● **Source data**
= = = = =

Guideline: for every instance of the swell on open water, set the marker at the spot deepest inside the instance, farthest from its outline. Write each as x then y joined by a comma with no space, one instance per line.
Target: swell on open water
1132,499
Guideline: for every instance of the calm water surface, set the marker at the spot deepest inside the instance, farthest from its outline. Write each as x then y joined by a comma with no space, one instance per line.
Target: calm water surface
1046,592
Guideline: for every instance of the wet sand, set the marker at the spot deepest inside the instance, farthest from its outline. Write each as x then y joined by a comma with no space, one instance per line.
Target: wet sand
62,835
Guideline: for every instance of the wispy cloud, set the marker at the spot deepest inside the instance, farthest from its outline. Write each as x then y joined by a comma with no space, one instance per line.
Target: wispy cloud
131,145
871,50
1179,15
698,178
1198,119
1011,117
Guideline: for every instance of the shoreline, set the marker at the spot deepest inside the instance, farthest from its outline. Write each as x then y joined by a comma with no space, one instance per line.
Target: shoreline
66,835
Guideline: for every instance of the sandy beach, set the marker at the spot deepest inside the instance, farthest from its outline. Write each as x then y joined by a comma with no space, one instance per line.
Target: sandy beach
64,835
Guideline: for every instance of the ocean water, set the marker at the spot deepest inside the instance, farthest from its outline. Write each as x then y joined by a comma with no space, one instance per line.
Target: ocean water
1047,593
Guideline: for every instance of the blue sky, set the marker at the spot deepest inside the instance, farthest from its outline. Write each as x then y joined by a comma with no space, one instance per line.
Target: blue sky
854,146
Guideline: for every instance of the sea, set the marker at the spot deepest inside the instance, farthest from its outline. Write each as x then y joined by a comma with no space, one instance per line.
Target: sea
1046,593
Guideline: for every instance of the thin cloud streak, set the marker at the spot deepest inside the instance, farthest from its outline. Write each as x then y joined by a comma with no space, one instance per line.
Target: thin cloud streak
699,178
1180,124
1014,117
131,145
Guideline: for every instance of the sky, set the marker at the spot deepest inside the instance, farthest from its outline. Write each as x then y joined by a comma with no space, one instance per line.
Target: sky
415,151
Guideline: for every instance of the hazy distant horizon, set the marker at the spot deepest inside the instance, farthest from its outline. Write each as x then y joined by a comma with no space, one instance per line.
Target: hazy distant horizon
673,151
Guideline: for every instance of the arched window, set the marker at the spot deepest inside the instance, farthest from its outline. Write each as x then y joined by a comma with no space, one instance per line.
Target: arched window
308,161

= = = = =

● **What to work on**
Copy every line of the records between the line holding "Guideline: for every instance of the blue" and the end of the records, inclusive, shifting each coordinate in the answers up by 20 and leaving everything else unchanged.

● **Exercise output**
Guideline: for every instance of the blue sky, set the marker at the spot deepest inside the instance, farthest from its outline. Write each as x then y joined by a comma with no space, one instance per line.
Target: blue sky
874,166
Guideline: for every instance of the sea, set the marker at the spot deepest inside the instance, farthest from its outline. Write each as x then y joined by a comma with no space, one instance per line.
Target: sea
1066,613
Guideline: for every instance of the thin cloud streak, set the marker at the spot deepest inside the instance, farthest from its outline. Write each as x then y joined by a comma with no space, one instance per line.
Target: thin cloud streak
719,198
1200,144
1034,137
151,165
Guideline: for every instance of the sky, set the marker at the spot deepest inside the instance, farthest from its outline. Write each as x then y joined by a comma with no space, one instance per line.
Target: sky
435,171
Guideline: for every instance of the hazy distant horizon, set the marker at the spot deepest inside the instance, farthest from its outline. Write each as x then y joined by a comma with no space, one instance per line.
Target: hazy distant horizon
693,171
Guideline: for every instance of the arched window, set the marker at the spot deepest inside the instance, farthest from its outline. Write each as x then y joined by a comma with no space, one instance per line.
Target: arched window
328,181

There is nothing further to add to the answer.